Exercise description | Copy each line of the records that contains the word "below".
Content starts
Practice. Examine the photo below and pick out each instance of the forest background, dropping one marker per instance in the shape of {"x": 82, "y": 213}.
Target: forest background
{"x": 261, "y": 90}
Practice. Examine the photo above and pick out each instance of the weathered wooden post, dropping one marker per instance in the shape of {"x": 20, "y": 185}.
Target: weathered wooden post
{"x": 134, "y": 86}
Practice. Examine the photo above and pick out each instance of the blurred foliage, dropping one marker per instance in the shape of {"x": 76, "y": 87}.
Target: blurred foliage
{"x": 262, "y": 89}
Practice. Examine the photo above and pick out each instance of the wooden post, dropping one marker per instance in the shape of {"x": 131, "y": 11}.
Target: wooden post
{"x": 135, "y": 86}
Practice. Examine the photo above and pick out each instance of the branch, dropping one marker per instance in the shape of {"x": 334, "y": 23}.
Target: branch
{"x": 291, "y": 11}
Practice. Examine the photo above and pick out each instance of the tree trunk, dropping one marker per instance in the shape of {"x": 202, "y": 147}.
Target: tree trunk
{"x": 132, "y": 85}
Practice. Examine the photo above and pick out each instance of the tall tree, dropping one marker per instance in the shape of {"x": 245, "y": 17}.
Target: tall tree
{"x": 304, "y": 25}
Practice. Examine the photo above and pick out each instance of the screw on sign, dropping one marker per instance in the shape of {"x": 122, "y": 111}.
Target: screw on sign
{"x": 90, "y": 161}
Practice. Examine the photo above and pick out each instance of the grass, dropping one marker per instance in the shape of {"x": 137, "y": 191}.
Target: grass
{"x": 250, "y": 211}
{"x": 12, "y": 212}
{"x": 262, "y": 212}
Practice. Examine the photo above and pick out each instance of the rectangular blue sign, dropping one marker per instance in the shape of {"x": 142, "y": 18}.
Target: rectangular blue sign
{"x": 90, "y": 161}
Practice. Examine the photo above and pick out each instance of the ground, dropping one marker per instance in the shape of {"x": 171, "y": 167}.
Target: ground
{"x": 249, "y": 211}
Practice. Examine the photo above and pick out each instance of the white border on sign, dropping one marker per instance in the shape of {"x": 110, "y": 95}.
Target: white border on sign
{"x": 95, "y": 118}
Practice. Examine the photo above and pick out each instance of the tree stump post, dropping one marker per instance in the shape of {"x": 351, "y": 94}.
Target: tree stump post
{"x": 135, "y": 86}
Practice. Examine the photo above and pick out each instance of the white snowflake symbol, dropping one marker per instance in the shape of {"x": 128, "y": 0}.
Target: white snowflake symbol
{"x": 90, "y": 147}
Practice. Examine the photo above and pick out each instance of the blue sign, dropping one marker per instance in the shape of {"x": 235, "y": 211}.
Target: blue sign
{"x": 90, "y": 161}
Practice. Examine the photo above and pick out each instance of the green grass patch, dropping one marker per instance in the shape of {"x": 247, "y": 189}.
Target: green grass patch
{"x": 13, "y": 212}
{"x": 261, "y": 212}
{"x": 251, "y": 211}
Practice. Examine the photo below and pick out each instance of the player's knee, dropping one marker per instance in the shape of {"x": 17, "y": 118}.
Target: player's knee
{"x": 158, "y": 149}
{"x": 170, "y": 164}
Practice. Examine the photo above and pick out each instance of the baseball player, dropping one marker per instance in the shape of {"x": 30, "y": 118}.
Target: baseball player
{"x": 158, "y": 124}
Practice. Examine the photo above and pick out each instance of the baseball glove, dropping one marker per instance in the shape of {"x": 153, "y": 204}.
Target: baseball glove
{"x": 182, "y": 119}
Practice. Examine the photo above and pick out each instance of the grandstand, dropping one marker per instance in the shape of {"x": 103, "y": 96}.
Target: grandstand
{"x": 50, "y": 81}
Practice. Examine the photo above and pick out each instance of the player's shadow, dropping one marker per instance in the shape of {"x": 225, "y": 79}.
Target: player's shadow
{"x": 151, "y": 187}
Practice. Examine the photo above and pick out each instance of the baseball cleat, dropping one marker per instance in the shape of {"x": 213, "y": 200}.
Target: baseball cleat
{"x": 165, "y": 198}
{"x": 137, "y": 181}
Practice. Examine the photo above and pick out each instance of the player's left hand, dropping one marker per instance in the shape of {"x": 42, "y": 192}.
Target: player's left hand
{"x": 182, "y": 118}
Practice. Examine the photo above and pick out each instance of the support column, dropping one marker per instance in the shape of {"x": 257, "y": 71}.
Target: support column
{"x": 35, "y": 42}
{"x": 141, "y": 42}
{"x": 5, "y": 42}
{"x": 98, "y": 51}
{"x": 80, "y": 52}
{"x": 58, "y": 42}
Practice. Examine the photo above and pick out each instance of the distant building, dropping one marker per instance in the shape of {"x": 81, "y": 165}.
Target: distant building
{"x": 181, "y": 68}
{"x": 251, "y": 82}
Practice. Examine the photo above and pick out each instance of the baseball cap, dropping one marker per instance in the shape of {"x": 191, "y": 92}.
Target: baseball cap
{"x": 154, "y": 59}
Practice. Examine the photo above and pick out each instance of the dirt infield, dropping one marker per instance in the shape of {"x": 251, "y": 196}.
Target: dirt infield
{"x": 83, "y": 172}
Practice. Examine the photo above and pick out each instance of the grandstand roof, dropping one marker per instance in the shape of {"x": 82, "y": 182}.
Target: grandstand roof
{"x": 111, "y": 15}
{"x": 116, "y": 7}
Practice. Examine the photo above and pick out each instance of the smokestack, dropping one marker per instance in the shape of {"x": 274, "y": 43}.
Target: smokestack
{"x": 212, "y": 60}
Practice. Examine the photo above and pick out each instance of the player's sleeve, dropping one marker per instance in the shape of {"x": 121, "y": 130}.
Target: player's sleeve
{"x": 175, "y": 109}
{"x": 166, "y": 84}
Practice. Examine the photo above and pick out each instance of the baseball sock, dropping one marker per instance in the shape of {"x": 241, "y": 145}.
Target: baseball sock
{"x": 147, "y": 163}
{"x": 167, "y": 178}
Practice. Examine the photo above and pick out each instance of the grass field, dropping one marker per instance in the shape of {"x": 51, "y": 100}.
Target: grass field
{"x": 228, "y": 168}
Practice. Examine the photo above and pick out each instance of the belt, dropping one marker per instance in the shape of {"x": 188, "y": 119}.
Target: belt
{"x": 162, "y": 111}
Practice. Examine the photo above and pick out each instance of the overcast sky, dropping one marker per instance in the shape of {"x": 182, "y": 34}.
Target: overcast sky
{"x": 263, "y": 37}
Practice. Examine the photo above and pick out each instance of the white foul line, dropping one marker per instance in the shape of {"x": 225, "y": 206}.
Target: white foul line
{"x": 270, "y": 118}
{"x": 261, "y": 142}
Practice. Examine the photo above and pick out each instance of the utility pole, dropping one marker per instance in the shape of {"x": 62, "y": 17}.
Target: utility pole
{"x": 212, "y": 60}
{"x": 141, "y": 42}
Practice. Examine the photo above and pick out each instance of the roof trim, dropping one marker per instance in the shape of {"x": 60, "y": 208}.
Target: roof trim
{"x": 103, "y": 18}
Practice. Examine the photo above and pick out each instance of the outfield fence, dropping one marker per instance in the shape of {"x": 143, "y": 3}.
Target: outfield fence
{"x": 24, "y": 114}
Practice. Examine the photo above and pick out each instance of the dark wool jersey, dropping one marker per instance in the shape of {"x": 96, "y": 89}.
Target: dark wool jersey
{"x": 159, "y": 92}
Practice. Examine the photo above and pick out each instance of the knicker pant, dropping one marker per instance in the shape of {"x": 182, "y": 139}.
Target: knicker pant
Content ends
Task result |
Practice. Examine the photo below and pick out each instance of the forest background, dropping one marker per instance in the shape of {"x": 82, "y": 213}.
Practice. Examine the photo below and pick out each instance of the player's knee, dropping one marker per instance in the shape of {"x": 17, "y": 118}.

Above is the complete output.